## [What is expected]
Add 88 to every number in the answer outlines, viewBox values and point coordinates alike, in the material from the line with "target: **window**" through the line with "141 94 L 142", both included. Give only those lines again in full, keeping the requests and their sample outputs unchanged.

## BEGIN Dataset content

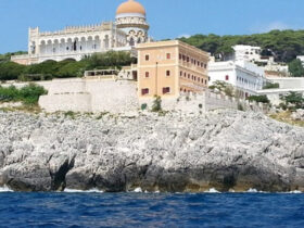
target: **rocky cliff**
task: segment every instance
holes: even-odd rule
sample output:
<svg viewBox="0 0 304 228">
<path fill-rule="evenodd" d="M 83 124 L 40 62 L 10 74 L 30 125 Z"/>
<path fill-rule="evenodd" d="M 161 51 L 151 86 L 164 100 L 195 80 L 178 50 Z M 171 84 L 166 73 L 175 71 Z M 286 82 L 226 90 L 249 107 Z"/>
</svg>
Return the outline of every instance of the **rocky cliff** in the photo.
<svg viewBox="0 0 304 228">
<path fill-rule="evenodd" d="M 304 129 L 262 114 L 0 112 L 0 186 L 15 191 L 304 190 Z"/>
</svg>

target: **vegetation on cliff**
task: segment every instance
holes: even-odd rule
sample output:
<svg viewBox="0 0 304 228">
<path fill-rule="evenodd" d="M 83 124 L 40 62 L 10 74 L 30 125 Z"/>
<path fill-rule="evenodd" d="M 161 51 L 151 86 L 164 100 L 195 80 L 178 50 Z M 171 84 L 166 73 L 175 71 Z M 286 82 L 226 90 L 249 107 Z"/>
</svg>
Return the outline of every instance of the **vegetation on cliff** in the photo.
<svg viewBox="0 0 304 228">
<path fill-rule="evenodd" d="M 21 89 L 14 86 L 1 87 L 0 86 L 0 102 L 22 102 L 25 105 L 36 105 L 39 97 L 46 94 L 47 91 L 43 87 L 29 84 Z"/>
<path fill-rule="evenodd" d="M 274 55 L 276 61 L 286 63 L 304 54 L 304 30 L 271 30 L 266 34 L 236 36 L 194 35 L 180 40 L 215 55 L 233 53 L 231 47 L 236 45 L 262 47 L 263 55 Z"/>
<path fill-rule="evenodd" d="M 290 74 L 293 77 L 304 77 L 304 66 L 301 62 L 301 60 L 293 60 L 288 64 L 288 68 Z"/>
<path fill-rule="evenodd" d="M 97 53 L 84 60 L 46 61 L 29 66 L 10 61 L 0 61 L 0 80 L 43 80 L 52 78 L 80 77 L 85 71 L 94 68 L 121 68 L 135 63 L 136 60 L 126 52 Z"/>
</svg>

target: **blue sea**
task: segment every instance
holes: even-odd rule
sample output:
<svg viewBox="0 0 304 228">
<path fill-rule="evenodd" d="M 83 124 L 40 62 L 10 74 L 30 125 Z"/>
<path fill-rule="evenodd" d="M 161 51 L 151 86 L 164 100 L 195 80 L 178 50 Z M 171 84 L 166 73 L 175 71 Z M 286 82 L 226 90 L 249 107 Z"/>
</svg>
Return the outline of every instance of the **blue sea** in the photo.
<svg viewBox="0 0 304 228">
<path fill-rule="evenodd" d="M 304 227 L 304 194 L 0 192 L 0 227 Z"/>
</svg>

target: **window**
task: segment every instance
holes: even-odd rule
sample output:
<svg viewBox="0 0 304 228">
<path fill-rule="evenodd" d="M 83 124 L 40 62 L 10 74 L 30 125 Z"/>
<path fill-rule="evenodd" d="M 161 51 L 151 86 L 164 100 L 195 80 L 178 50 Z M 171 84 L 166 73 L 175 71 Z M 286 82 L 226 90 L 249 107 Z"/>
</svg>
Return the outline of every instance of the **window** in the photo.
<svg viewBox="0 0 304 228">
<path fill-rule="evenodd" d="M 145 77 L 150 77 L 150 74 L 149 74 L 149 72 L 145 72 L 145 75 L 144 75 Z"/>
<path fill-rule="evenodd" d="M 141 94 L 142 96 L 149 94 L 149 89 L 148 88 L 141 89 Z"/>
<path fill-rule="evenodd" d="M 170 88 L 169 87 L 164 87 L 163 88 L 163 94 L 169 93 L 170 92 Z"/>
</svg>

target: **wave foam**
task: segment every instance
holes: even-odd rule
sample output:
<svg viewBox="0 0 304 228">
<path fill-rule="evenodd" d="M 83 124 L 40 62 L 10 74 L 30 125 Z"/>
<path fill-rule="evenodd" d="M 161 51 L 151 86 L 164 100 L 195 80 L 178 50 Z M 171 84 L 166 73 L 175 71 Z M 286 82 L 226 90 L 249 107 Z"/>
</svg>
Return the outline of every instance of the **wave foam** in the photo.
<svg viewBox="0 0 304 228">
<path fill-rule="evenodd" d="M 208 191 L 205 191 L 205 193 L 220 193 L 215 188 L 211 188 Z"/>
<path fill-rule="evenodd" d="M 290 193 L 290 194 L 302 194 L 304 192 L 299 191 L 299 190 L 294 190 L 294 191 L 290 191 L 290 192 L 287 192 L 287 193 Z"/>
<path fill-rule="evenodd" d="M 134 190 L 134 192 L 136 192 L 136 193 L 141 193 L 142 192 L 142 189 L 139 187 L 139 188 L 136 188 L 135 190 Z"/>
<path fill-rule="evenodd" d="M 66 193 L 103 193 L 103 191 L 98 189 L 90 189 L 90 190 L 77 190 L 77 189 L 64 189 Z"/>
<path fill-rule="evenodd" d="M 0 192 L 12 192 L 13 190 L 10 189 L 8 186 L 0 187 Z"/>
</svg>

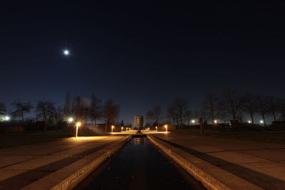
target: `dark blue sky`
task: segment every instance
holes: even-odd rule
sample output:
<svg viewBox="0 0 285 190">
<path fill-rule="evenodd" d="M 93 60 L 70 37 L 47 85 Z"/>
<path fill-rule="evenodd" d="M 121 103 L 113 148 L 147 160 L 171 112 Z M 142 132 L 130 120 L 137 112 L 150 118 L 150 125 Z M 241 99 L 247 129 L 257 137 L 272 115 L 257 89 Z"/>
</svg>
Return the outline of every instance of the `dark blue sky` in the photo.
<svg viewBox="0 0 285 190">
<path fill-rule="evenodd" d="M 229 86 L 284 97 L 284 4 L 199 1 L 2 3 L 0 100 L 94 93 L 129 122 Z"/>
</svg>

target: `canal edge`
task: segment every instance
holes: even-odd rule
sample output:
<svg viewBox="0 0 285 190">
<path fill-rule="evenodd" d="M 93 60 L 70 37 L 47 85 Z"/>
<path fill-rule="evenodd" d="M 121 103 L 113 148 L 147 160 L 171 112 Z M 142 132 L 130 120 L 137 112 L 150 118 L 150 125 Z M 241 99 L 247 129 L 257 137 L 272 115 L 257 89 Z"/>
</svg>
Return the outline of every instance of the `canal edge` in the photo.
<svg viewBox="0 0 285 190">
<path fill-rule="evenodd" d="M 132 135 L 128 135 L 115 145 L 108 145 L 21 189 L 71 189 L 124 147 L 131 138 Z"/>
<path fill-rule="evenodd" d="M 216 166 L 210 164 L 209 163 L 203 161 L 195 156 L 190 154 L 181 149 L 172 147 L 165 142 L 160 141 L 160 139 L 154 137 L 152 135 L 149 134 L 147 135 L 147 138 L 151 142 L 160 148 L 165 154 L 170 157 L 174 162 L 182 167 L 186 170 L 190 175 L 193 176 L 197 180 L 200 181 L 207 189 L 215 189 L 215 190 L 227 190 L 227 189 L 264 189 L 259 186 L 257 186 L 243 179 L 239 178 L 237 176 L 233 175 L 222 169 L 218 168 Z M 193 161 L 191 162 L 190 159 L 184 158 L 182 155 L 187 155 Z M 197 163 L 195 163 L 197 162 Z M 223 180 L 219 180 L 217 176 L 209 174 L 207 169 L 204 169 L 196 166 L 199 163 L 199 165 L 207 165 L 209 170 L 217 170 L 220 176 L 229 176 L 232 181 L 230 184 L 223 183 Z"/>
</svg>

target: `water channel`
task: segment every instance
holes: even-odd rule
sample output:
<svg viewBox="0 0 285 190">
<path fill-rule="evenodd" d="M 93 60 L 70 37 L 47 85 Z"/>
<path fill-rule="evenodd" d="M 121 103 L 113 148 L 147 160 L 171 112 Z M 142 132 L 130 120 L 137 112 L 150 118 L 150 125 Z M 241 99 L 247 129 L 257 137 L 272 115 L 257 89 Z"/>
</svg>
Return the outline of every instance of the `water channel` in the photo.
<svg viewBox="0 0 285 190">
<path fill-rule="evenodd" d="M 147 137 L 134 137 L 75 189 L 205 189 Z"/>
</svg>

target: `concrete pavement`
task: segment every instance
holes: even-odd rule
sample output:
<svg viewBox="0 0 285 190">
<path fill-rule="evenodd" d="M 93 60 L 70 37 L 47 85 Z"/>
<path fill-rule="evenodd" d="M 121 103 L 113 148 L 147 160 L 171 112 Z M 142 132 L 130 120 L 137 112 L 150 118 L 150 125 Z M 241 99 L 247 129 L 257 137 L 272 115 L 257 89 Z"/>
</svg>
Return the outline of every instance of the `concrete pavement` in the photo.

## END Dataset content

## [Output of the exercise]
target: **window**
task: segment every instance
holes: even-odd rule
sample output:
<svg viewBox="0 0 304 228">
<path fill-rule="evenodd" d="M 83 124 L 40 62 L 10 74 L 30 125 Z"/>
<path fill-rule="evenodd" d="M 161 51 L 151 86 L 164 100 L 195 80 L 178 50 Z M 171 84 L 166 73 L 175 71 Z M 286 82 L 226 90 L 249 107 Z"/>
</svg>
Return the outline of every instance of the **window** in the photo.
<svg viewBox="88 88 392 316">
<path fill-rule="evenodd" d="M 233 165 L 238 165 L 238 162 L 237 162 L 237 160 L 233 160 L 233 163 L 232 163 Z"/>
<path fill-rule="evenodd" d="M 229 182 L 230 184 L 237 182 L 237 177 L 236 176 L 229 177 Z"/>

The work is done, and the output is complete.